__Your task__
A line below contains "box: [27, 203, 128, 286]", and a later one contains "positive clicks: (117, 207) (117, 209)". Repeat both, with every line between them, exactly.

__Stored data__
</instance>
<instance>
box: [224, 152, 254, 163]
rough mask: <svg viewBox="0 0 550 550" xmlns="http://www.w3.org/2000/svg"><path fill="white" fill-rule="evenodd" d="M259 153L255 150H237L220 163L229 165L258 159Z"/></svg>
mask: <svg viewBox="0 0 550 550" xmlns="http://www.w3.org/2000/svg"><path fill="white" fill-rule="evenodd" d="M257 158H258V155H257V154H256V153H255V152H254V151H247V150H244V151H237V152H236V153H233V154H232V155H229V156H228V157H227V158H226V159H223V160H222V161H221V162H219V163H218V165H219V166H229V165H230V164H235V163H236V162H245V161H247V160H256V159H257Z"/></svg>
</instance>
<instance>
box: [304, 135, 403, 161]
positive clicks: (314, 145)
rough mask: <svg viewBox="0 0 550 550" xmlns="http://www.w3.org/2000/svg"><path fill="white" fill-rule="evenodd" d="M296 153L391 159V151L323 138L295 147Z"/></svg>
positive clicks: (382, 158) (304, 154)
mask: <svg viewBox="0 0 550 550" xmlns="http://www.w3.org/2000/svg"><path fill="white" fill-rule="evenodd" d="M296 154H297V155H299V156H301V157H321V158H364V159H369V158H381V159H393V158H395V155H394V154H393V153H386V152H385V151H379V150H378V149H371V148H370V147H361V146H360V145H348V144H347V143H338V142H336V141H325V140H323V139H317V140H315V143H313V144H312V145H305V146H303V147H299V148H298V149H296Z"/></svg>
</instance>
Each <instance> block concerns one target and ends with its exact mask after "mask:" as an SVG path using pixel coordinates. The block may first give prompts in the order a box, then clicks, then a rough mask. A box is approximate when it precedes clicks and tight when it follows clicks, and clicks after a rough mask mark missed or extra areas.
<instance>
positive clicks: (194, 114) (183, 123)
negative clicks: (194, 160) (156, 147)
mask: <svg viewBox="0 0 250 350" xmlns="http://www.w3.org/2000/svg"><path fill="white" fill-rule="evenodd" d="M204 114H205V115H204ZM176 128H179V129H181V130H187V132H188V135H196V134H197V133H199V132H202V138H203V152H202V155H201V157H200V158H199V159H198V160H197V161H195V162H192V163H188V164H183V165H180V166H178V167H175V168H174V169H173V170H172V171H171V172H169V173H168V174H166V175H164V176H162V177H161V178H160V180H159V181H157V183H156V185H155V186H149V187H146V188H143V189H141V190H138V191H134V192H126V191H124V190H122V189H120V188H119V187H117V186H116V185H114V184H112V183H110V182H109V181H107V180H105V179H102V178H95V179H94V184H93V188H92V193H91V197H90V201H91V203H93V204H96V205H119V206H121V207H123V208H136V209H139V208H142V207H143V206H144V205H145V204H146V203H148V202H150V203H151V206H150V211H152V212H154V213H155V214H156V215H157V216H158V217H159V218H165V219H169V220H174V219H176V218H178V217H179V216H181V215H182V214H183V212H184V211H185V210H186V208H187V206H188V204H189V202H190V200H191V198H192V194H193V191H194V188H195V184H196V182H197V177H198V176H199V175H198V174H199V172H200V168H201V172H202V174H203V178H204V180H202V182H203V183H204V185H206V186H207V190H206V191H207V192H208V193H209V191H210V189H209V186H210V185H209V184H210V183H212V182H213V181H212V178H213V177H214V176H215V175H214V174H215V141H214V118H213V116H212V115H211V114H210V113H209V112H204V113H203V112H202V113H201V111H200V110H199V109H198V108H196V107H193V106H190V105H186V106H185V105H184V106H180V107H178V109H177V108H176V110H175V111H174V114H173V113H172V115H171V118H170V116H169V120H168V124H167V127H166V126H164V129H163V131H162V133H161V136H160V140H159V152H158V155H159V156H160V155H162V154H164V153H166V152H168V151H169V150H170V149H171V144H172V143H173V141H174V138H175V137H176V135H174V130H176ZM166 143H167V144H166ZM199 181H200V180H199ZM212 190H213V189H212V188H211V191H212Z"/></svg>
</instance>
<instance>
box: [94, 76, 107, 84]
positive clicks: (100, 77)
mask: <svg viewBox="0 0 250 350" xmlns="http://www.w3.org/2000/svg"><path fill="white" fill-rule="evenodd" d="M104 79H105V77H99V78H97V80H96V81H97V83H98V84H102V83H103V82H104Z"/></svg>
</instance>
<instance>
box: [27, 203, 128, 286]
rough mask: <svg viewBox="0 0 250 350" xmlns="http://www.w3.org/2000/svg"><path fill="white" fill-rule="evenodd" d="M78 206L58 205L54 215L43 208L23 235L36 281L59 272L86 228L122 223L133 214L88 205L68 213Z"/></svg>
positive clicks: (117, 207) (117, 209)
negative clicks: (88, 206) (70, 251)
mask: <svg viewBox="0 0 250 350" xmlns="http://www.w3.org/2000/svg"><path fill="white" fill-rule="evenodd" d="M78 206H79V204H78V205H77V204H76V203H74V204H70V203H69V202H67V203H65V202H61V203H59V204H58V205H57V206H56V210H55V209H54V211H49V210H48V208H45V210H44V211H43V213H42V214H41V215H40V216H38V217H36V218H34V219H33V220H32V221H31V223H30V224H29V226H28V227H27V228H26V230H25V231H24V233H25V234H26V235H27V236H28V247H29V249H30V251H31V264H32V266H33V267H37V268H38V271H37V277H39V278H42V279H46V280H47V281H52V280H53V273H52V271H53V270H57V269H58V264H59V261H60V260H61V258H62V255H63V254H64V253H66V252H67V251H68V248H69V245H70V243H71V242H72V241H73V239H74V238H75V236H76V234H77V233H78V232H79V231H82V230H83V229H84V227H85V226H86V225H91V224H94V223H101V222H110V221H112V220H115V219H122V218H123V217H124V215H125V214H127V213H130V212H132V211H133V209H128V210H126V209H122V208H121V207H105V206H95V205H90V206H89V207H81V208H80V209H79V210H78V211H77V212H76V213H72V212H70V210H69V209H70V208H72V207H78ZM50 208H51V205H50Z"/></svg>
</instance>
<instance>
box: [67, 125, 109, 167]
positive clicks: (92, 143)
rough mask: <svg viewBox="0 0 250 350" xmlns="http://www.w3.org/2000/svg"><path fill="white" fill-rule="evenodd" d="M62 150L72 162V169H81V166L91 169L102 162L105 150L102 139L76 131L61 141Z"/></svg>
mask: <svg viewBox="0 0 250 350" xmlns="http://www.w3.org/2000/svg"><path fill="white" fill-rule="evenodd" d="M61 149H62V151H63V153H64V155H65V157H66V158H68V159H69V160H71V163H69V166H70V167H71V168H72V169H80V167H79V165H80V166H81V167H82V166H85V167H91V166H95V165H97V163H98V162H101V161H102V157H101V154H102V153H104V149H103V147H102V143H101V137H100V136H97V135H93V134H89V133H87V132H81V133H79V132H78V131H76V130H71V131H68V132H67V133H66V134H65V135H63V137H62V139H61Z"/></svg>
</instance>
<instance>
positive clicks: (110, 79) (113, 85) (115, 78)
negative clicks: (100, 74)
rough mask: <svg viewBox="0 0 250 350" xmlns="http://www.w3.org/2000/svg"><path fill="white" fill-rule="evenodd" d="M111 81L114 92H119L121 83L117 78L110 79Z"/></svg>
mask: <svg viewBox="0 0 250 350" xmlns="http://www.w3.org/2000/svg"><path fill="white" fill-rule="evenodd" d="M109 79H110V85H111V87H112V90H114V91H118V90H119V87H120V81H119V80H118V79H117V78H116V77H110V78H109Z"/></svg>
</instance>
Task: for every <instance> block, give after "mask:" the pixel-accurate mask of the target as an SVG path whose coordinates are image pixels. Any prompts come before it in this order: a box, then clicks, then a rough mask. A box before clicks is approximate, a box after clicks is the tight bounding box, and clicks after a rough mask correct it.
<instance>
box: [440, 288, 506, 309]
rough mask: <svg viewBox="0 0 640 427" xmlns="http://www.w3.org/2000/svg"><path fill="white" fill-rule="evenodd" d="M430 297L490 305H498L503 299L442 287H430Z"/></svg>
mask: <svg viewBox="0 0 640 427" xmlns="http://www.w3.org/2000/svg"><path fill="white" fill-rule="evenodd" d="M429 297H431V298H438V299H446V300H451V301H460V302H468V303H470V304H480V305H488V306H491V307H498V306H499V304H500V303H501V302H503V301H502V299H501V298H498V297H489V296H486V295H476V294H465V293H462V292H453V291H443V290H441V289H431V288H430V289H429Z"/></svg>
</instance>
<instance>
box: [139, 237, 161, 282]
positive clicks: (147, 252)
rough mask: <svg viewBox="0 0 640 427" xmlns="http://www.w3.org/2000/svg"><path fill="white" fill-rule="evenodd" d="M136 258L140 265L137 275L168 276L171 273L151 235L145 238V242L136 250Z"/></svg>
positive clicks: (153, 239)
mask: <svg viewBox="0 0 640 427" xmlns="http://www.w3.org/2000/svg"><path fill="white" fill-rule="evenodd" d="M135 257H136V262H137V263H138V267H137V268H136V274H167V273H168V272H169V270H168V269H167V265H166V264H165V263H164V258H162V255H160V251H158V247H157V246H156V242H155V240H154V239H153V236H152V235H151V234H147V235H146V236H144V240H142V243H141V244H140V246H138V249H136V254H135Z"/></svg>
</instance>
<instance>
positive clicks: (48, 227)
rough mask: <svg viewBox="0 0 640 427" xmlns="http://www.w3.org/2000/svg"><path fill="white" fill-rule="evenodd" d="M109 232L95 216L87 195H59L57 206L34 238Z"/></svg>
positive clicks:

__Exercise solution__
box: [27, 203, 128, 286]
rough mask: <svg viewBox="0 0 250 350" xmlns="http://www.w3.org/2000/svg"><path fill="white" fill-rule="evenodd" d="M78 206L58 205L54 215L43 208L23 235L36 281L59 272L86 228L122 223L133 214L88 205L68 213Z"/></svg>
positive clicks: (117, 207) (117, 209)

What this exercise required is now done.